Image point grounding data
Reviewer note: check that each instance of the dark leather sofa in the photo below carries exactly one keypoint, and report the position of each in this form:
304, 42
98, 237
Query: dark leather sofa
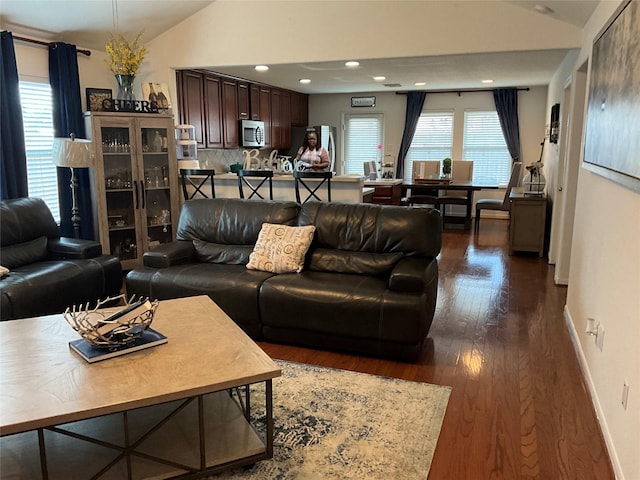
48, 273
369, 284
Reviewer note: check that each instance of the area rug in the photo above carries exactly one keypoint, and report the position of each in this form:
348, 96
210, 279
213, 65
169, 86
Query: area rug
336, 424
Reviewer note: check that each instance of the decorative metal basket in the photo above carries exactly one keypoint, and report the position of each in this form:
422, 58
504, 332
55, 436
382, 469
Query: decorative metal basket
108, 328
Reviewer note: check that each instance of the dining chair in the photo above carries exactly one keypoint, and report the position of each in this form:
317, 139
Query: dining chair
197, 178
497, 204
301, 180
461, 171
422, 169
261, 176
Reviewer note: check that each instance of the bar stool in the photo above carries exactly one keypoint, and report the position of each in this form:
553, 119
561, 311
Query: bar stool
265, 175
299, 180
188, 176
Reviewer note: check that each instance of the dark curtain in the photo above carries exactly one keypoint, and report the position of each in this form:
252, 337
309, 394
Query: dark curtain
506, 100
13, 158
68, 119
415, 102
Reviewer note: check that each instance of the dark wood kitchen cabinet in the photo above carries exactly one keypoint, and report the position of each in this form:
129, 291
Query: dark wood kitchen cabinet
213, 111
191, 98
276, 117
265, 113
280, 118
285, 119
209, 103
299, 109
254, 101
230, 113
244, 112
215, 103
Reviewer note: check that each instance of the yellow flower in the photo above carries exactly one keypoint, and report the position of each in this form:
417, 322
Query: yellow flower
125, 56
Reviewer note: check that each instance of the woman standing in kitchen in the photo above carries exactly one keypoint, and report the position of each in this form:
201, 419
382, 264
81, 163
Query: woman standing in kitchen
310, 155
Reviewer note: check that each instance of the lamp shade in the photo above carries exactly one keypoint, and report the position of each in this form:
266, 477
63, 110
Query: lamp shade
72, 152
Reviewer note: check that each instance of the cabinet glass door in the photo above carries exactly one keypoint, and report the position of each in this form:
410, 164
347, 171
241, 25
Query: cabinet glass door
121, 194
155, 181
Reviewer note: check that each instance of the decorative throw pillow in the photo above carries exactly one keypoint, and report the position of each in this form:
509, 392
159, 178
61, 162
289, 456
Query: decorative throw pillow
280, 248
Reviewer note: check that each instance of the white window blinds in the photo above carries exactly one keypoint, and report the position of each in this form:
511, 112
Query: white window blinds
433, 140
37, 116
362, 137
484, 144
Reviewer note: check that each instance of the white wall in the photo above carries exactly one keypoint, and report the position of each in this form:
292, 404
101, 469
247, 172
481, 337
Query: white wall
604, 283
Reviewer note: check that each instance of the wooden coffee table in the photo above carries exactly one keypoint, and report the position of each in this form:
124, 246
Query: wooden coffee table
178, 409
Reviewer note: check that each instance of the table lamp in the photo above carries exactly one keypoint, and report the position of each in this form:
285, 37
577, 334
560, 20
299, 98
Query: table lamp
74, 153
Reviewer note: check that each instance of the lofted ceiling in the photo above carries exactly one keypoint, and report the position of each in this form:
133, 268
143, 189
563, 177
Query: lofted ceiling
88, 24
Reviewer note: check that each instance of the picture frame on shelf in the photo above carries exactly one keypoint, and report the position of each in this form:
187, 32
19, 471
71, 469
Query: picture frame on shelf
157, 94
95, 97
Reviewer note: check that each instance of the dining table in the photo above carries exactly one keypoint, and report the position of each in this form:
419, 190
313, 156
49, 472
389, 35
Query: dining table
434, 187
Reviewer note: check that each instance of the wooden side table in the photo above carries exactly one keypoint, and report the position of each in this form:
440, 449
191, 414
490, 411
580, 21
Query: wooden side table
527, 217
387, 192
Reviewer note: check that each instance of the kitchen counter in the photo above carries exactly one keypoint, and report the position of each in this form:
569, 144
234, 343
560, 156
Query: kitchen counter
347, 189
383, 182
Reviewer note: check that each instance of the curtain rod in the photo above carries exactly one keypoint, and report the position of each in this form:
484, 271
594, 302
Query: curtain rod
460, 91
48, 44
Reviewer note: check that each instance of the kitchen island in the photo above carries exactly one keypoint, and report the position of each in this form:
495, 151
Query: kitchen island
347, 189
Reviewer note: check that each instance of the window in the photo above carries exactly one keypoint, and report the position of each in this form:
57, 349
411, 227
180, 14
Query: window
362, 138
433, 140
37, 115
485, 145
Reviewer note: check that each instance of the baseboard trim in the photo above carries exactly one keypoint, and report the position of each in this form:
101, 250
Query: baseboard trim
586, 375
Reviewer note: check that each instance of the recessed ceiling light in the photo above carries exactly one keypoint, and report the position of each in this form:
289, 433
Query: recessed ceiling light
545, 10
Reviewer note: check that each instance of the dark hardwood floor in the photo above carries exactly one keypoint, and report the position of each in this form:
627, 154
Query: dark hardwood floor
519, 408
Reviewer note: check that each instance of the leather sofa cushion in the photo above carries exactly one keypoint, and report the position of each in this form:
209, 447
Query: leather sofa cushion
217, 253
232, 221
364, 263
24, 219
24, 253
51, 286
361, 227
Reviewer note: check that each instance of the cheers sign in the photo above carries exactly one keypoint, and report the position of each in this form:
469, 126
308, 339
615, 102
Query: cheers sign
129, 106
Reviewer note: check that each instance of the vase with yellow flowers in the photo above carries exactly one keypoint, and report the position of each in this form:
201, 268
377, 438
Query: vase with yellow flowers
125, 57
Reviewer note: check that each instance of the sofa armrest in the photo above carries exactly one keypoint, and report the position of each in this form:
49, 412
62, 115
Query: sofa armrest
413, 274
73, 248
169, 254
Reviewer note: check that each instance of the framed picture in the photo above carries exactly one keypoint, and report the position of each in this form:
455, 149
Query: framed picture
613, 111
158, 94
95, 96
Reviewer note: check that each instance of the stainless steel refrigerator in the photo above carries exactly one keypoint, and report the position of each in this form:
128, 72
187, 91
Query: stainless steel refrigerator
326, 138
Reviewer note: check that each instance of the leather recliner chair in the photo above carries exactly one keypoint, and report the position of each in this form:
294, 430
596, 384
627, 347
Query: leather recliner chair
48, 273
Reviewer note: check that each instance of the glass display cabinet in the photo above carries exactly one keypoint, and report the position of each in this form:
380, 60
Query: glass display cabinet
135, 182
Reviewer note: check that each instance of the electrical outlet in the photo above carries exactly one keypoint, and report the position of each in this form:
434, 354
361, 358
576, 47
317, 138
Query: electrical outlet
600, 337
592, 328
625, 394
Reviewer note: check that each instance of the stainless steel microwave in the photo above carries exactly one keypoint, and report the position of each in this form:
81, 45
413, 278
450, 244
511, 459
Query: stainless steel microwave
252, 133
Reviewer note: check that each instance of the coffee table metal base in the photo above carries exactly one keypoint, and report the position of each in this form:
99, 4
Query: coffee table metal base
188, 438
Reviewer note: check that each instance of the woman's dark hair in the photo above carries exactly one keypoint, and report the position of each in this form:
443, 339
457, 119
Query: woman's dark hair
305, 144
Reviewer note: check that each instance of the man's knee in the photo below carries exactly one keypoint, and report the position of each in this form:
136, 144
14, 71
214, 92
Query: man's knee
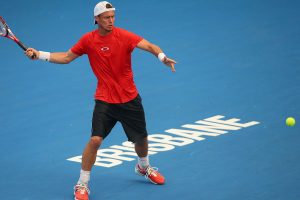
95, 141
141, 141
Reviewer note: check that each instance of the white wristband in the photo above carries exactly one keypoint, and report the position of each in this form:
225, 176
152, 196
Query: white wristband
44, 55
161, 57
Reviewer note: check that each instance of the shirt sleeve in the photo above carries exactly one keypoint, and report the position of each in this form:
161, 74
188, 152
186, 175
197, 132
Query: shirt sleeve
80, 47
132, 39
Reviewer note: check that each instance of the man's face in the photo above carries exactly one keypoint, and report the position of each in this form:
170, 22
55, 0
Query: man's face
106, 20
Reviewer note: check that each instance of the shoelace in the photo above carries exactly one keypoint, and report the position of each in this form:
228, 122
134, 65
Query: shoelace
82, 187
149, 171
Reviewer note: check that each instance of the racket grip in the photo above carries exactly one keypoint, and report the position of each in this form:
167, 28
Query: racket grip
24, 47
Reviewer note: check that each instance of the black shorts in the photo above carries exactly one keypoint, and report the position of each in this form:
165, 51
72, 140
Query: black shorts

*HOW TO COMPLETE THIS TASK*
Whenever a line of the data includes the word "black", show that line in full.

*EXERCISE ANSWER*
Reviewer note: check that each instance of the black shorts in the photo above carries exactly one keypoint, and report the position of each in this form:
Query: black shorts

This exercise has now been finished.